● TO BE DONE
Make an exact copy of the data below, leaving out every picture.

■ ■ ■ ■

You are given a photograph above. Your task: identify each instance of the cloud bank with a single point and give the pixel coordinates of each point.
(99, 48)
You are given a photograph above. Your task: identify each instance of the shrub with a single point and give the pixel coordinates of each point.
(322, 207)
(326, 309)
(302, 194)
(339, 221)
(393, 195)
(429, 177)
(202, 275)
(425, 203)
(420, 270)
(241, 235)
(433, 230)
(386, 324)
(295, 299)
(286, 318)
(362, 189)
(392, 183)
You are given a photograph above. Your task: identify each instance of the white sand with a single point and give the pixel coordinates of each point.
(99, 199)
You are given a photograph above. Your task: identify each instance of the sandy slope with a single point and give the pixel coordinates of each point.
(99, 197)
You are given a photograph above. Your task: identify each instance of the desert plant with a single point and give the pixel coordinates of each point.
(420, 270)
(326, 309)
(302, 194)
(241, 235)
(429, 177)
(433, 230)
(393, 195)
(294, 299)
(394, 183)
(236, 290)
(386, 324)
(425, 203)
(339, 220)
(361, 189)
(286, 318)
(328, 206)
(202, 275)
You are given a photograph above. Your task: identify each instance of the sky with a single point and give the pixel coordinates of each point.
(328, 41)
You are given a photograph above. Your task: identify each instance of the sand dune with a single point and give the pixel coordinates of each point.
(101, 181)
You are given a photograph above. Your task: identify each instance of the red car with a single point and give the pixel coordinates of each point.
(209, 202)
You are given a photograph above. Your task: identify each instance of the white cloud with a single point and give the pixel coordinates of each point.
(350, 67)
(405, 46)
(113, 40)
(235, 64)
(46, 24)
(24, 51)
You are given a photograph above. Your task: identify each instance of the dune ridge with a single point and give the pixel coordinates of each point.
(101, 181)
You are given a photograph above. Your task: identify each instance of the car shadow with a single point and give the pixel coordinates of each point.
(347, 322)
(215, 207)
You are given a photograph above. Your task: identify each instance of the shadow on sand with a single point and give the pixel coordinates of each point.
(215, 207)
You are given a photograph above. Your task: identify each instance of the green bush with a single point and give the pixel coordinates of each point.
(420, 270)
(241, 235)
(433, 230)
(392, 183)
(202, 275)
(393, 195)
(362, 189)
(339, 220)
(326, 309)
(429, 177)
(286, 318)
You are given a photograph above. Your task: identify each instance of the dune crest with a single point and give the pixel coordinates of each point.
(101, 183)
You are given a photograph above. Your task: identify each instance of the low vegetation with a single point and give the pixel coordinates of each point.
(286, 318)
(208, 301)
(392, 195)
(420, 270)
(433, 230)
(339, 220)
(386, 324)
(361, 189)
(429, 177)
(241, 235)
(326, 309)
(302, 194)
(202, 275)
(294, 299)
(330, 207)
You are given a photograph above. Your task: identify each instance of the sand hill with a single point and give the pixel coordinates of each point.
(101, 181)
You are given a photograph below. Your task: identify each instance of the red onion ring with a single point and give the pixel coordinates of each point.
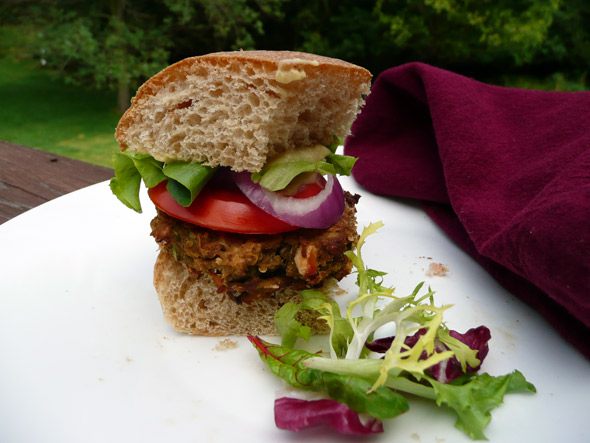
(319, 211)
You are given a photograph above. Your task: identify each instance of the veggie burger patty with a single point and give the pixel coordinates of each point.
(252, 267)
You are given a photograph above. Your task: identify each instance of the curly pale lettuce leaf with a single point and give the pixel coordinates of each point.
(351, 390)
(185, 180)
(422, 345)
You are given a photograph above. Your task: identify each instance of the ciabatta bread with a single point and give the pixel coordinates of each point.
(237, 109)
(192, 304)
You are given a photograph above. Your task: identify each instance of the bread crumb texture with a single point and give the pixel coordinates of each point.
(225, 345)
(239, 108)
(437, 270)
(192, 304)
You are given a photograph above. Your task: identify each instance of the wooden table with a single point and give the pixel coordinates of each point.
(30, 177)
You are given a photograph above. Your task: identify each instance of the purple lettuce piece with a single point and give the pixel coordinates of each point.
(294, 414)
(447, 370)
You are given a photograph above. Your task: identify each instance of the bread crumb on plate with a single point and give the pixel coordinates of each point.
(436, 270)
(225, 345)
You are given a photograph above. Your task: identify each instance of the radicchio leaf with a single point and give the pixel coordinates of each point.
(294, 414)
(450, 369)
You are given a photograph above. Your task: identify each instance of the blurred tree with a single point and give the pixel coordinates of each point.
(464, 34)
(117, 44)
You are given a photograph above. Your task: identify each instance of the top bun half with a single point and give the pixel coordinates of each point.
(238, 109)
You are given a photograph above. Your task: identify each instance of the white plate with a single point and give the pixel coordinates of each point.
(86, 356)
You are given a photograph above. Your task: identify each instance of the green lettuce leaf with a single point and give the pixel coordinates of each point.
(185, 180)
(287, 364)
(474, 400)
(403, 367)
(281, 171)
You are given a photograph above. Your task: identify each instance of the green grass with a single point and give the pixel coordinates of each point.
(42, 112)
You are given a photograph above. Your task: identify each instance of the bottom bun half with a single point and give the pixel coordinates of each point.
(192, 304)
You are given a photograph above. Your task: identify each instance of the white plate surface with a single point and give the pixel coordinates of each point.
(85, 354)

■ ■ ■ ■

● CORRECT RESPONSE
You are given a photograph above. Your task: identify each instance of the cloud bank with a single point and give the pixel coordinates of each point.
(99, 48)
You are given a photograph above. Your task: identify each instance of the shrub with a single point and give the pixel coordinates of each point.
(322, 207)
(326, 309)
(302, 194)
(339, 221)
(393, 195)
(429, 177)
(202, 275)
(425, 203)
(420, 270)
(241, 235)
(433, 230)
(386, 324)
(295, 299)
(286, 318)
(362, 189)
(392, 183)
You are given a photograph above. Your task: identify each instance of the white sand with a single point and give the pixel coordinates of each point.
(99, 199)
You are given a photograph above. Your task: identify each instance of the sandy slope with a single point and give the pixel coordinates of each point.
(99, 197)
You are given a photograph above. Your task: identify each instance of the desert plant with a single point and give the pixel coordinates of each point.
(420, 270)
(326, 309)
(302, 194)
(241, 235)
(429, 177)
(433, 230)
(393, 195)
(294, 299)
(394, 183)
(236, 290)
(386, 324)
(425, 203)
(339, 220)
(361, 189)
(286, 318)
(328, 206)
(202, 275)
You are given a photograph above. Your task: identify each instance of the sky with a single point and give the pixel coordinates of each point.
(328, 41)
You are given a photograph above. Your task: identify each instance of the sand dune with a single point and give the pixel coordinates of each point.
(101, 181)
You are given a photograph above. Your task: identify each instance of the red car with a single point and give the pixel coordinates of each point.
(209, 202)
You are given a photograph above. Your task: identify each instance of the white cloud with a single point and give the pixel coordinates of each point.
(350, 67)
(405, 46)
(113, 40)
(235, 64)
(46, 24)
(24, 51)
You are given a photograph above. Your task: identify each instance of the dune ridge with a single point and give the pixel coordinates of each point.
(101, 181)
You are given a photograph above. Your task: identify each instance of the car shadow with a single point and give the pixel coordinates of each point.
(347, 322)
(215, 207)
You are given a photograph above. Your task: identify each instance of the shadow on sand with a single point and give the pixel coordinates of each point.
(215, 207)
You are given a photograph above. Your task: identify each instance of the green bush with a single point and give the pixel coordinates of each point.
(420, 270)
(241, 235)
(433, 230)
(392, 183)
(202, 275)
(393, 195)
(362, 189)
(339, 220)
(326, 309)
(429, 177)
(286, 318)
You are given a photograph above. Your task: identify each instance of the dune crest with a single point and give the pixel coordinates of each point.
(101, 183)
You are given a photograph above. Your task: identify each instance of the low vegetation with a single point and give the pixel coordinates of each point.
(286, 318)
(208, 301)
(392, 195)
(420, 270)
(433, 230)
(339, 220)
(386, 324)
(361, 189)
(429, 177)
(241, 235)
(326, 309)
(302, 194)
(202, 275)
(294, 299)
(330, 207)
You are given a photograph above. Your task: identify each instance of the sand hill with a single point and give the pixel coordinates of each point.
(101, 181)
You are given a photograph below. Your task: identify each instance of the red onion ring with a single point and give the pixel coordinates of each point.
(319, 211)
You are given a photograph above. Your task: identify each instance of the veggie burger patty with a single point and give the pixel coordinates of each point.
(252, 267)
You are given a photograph above. Your task: identify each instance of the curly pale lettuce leaf with a single point and give the pixel coordinates of each point.
(351, 390)
(185, 180)
(422, 345)
You are given a photograph above. Your task: identify each instance of the ciabatta bread with a single point and give the pixel coordinates of each point.
(237, 109)
(192, 304)
You are given a photograph above. Your task: identify each instance of the bread crumb texture with a single point and give the pixel coordinates of each point.
(225, 345)
(239, 108)
(437, 270)
(192, 304)
You are given a photograph above. Your task: identify each instance of the wooden table with a single point and give the pixel coordinates of each point.
(30, 177)
You are given a photograph above. Your task: identify each instance of the purple lettuce piece with a single point and give the pixel coordinates of each point.
(294, 414)
(447, 370)
You are given a photograph above. Your task: identify each instance of the bread crumb on plate with a single point and give the pixel coordinates of each point.
(436, 270)
(225, 345)
You are given a photograph above. Your task: identify each instance of the radicchio leaf with a single point and give the pixel coordinates of each point.
(294, 414)
(450, 369)
You are given a photograph above. Your task: identify each instance of the blurred tree with a single point and give the pixel coordinates of each point.
(464, 34)
(117, 44)
You are given a photograph above. Your task: identify each instance of the top bun half with a single point and give the pixel coordinates of each point.
(238, 109)
You are given a photograph above. Your task: identify each instance of the white plate with a single point and give the pixel coordinates of each point.
(86, 356)
You are given a photograph above. Your task: identify each instance of the green lettuce leaf with a single point and give the pixel coordinates of each point.
(185, 180)
(287, 364)
(474, 400)
(403, 367)
(281, 171)
You are given a photograph above. Your task: identify each instance of the green grass with a single point and give the pixel coordinates of each point.
(42, 112)
You are given a photograph above. Your task: identify each instance of the bottom bun half with a single point and give the pixel coordinates of each point.
(192, 304)
You are given a photograph above. Your task: identify each instance of the white plate surface with a single point and give the pixel coordinates of each point.
(85, 354)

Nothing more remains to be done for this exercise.